Core Principles¶

Vector Representations, Distance Calculations, and Index Structures

3.1 Vector Representations¶

What is a Vector¶

A Vector is a fundamental mathematical concept that can be understood as an ordered array of numbers with "direction and magnitude". In vector databases, each data item is represented as a high-dimensional numerical array.

Plain Language Explanation: Imagine you are describing the features of an article: - The first number represents "technology content" (0.8 means very high) - The second number represents "entertainment value" (0.2 means not very entertaining) - The third number represents "political sensitivity" (-0.3 means slightly negative) - ...

This article can be represented as a vector like [0.8, 0.2, -0.3, ...].

• _What to work on_: Write the next part of the passage on vector representations, picking up right after its last sentence. The lines after this play no part in the work.

• _Stored data_:
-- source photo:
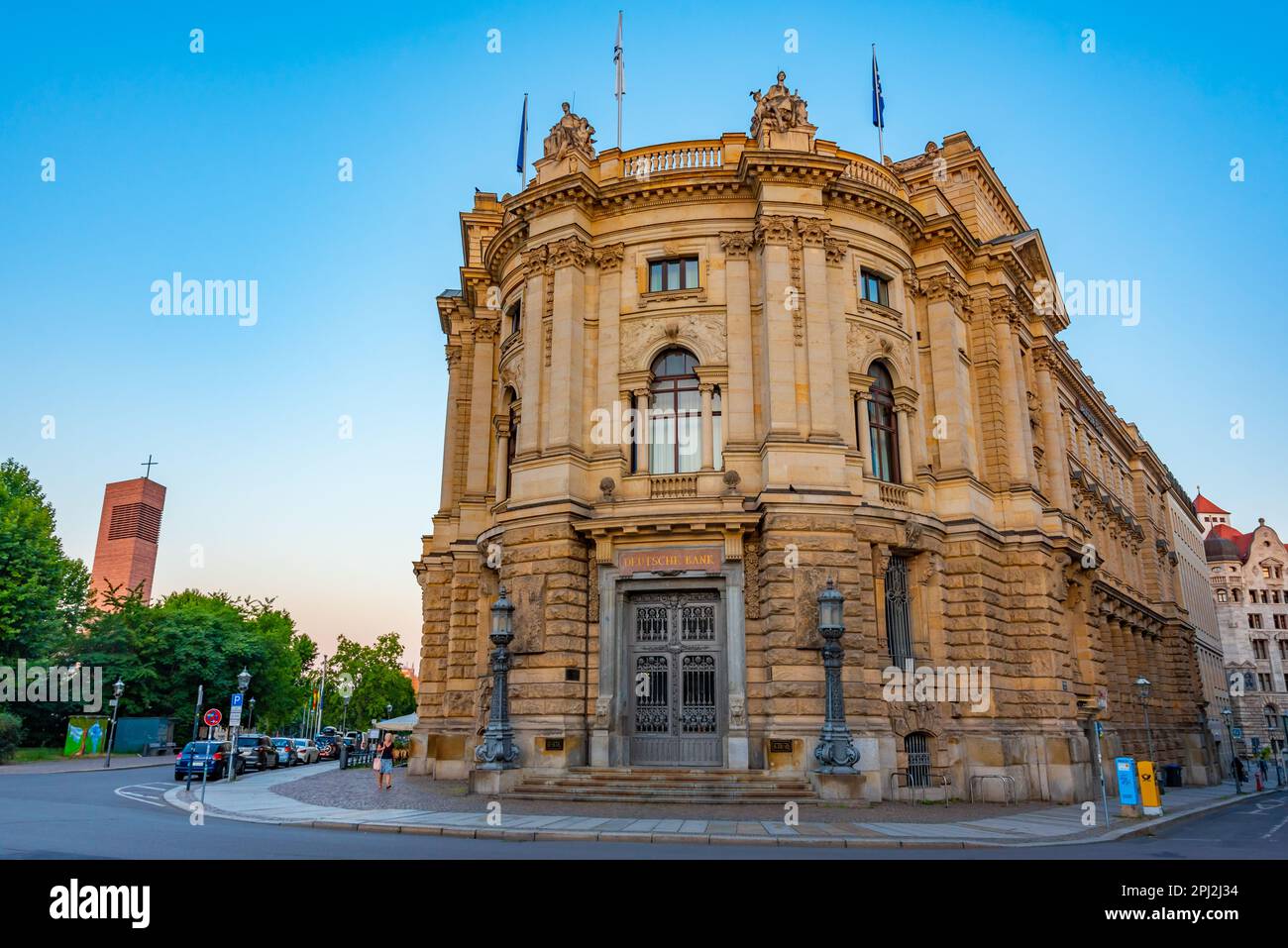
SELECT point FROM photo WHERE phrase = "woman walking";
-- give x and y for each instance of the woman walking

• _Task answer_:
# Vector example: vector representations of different texts
text_vectors = {
    "The weather is nice today": [0.1, 0.9, 0.3, -0.1],
    "Artificial intelligence will change the world": [0.8, 0.2, 0.7, 0.5],
    "Watched an exciting movie": [0.2, 0.8, 0.4, 0.3],
}

# Dimension: each vector has 4 numbers, so it's a 4-dimensional vector
# [0.1, 0.9, 0.3, -0.1]  # 4-dimensional vector

Intuitive Understanding of Vectors¶

graph TD
    subgraph Low-Dimensional to High-Dimensional Mapping
        A[1D: Point on a line] --> B[2D: Point on a plane]
        B --> C[3D: Point in space]
        C --> D[High-D: Cannot be visualized
But mathematically consistent]
    end

    subgraph Vector Representation Examples
        E["Text: 'Apple'"] --> F["Vector: [0.8, 0.1, 0.3, ...]"]
        G["Image: Cat photo"] --> H["Vector: [0.2, 0.7, 0.4, ...]"]
        H --> J["All data can be
represented as numerical vectors"]
    end

    style D fill:#e1f5fe
    style J fill:#c8e6c9

Mathematical Properties of Vectors¶

Property	Description	Example
Direction	Vectors have direction, different directions represent different semantics	`[1,0]` and `[0,1]` have completely different directions
Distance	Vectors with closer directions are more semantically similar	`[0.9, 0.1]` and `[0.8, 0.2]` are very close
Computability	Arithmetic operations can be performed between vectors	Famous example: king - man + woman ≈ queen

3.2 Distance Calculation¶

What is Vector Distance¶

Vector distance is a metric for measuring the "degree of similarity" between two vectors. The smaller the distance, the more similar the two vectors are.

Common Distance Metrics¶

1. Euclidean Distance (L2 Distance)¶

Definition: The straight-line distance between two points, calculated as the square root of the sum of squared differences across all dimensions.

Plain Language Understanding: Like calculating the straight-line distance between two points on a map.

import numpy as np

def euclidean_distance(v1, v2):
    """Calculate Euclidean distance"""
    return np.sqrt(np.sum((v1 - v2) ** 2))

# Example
vector_a = np.array([1, 2, 3])
vector_b = np.array([4, 6, 3])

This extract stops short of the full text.